Have you ever felt tired of reading the same-old, Tolkienesque fantasy books with European mythology and white characters?

If so, today I’m here to end your boredom. There are countless options of epic and urban fantasy that draw on mythology and cultures from around the world, and that center protagonists of color.

Here are 18 non-European fantasy books you won’t want to miss.

South Asia

These fantasy books draw from South Asian culture, history, and mythology.

The Star-Touched Queen, Empire of Sand, and the Simoqin Prophecies

1. The Star-Touched Queen

An arranged marriage places Maya as queen of Akaran, but she soon finds herself in a web of mystery with the fate of human and otherworldly realms hanging the balance.

Buy now

2. Empire of Sand

In a setting inspired by Mughal India, Mehr is an illegitimate daughter of an imperial governor who has inherited her mother’s magic. And in an empire where magic is both coveted and persecuted, the discovery of her power makes her a target.

Buy now

3. The Simoqin Prophecies

An instant bestseller in India and a modern cult classic, this epic fantasy is both an ode to the classic genre, and a subtle spoof of it. References to Hindu mythology abound in an adventurous tale filled with humor and wit.

Buy now

Middle East

These fantasy books draw from Middle Eastern culture, history, and mythology.

The City of Brass, Throne of the Crescent Moon, and We Hunt the Flame

4. The City of Brass

When Nahri, a con woman of 18th century Cairo, accidentally summons a mysterious djinn warrior, she finds herself caught up in an adventure of magic, mythology, and dangerous politics.

Buy book

5. Throne of the Crescent Moon

This epic adventure follows three characters: A world-weary ghul hunter, a holy warrior, and a shape-shifting girl. Together they must learn the truth about a series of murders, but this leads them to an even greater problem: a plot to overthrow a throne that will throw the whole world into ruin.

Buy book

6. We Hunt the Flame

Set in a world inspired by ancient Arabia, this story follows a girl who disguises herself as a man while on a quest to save her world, and the assassin sent to stop her.

Buy book

East Asia

These fantasy books draw from East Asian culture, history, and mythology.

The Poppy War, Girls of Paper and Fire, and Shadow of the Fox

7. The Poppy War

In this dark fantasy inspired by Chinese history, Rin enters an elite military school only to discover she has a magical power that may be the key to saving her people.

## Work to be completed
Reproduce everything in the fantasy book list from "3. The Simoqin" down to "Eastern culture, history, and mythology.". The material that comes next has no connection to the fantasy book list.

## Dataset excerpt
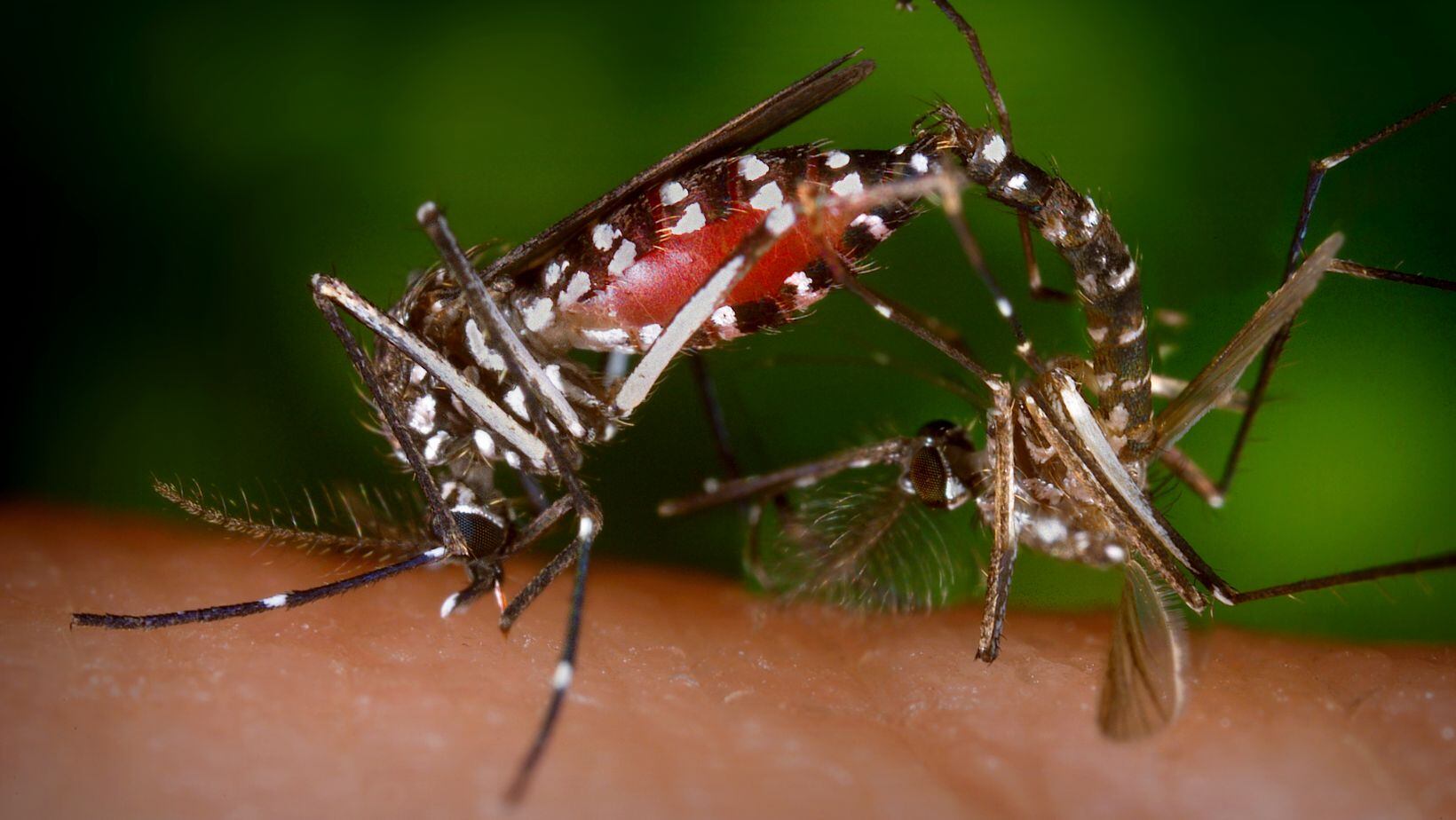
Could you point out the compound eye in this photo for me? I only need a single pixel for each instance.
(484, 533)
(928, 477)
(938, 429)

## Response
3. The Simoqin Prophecies

An instant bestseller in India and a modern cult classic, this epic fantasy is both an ode to the classic genre, and a subtle spoof of it. References to Hindu mythology abound in an adventurous tale filled with humor and wit.

Buy now

Middle East

These fantasy books draw from Middle Eastern culture, history, and mythology.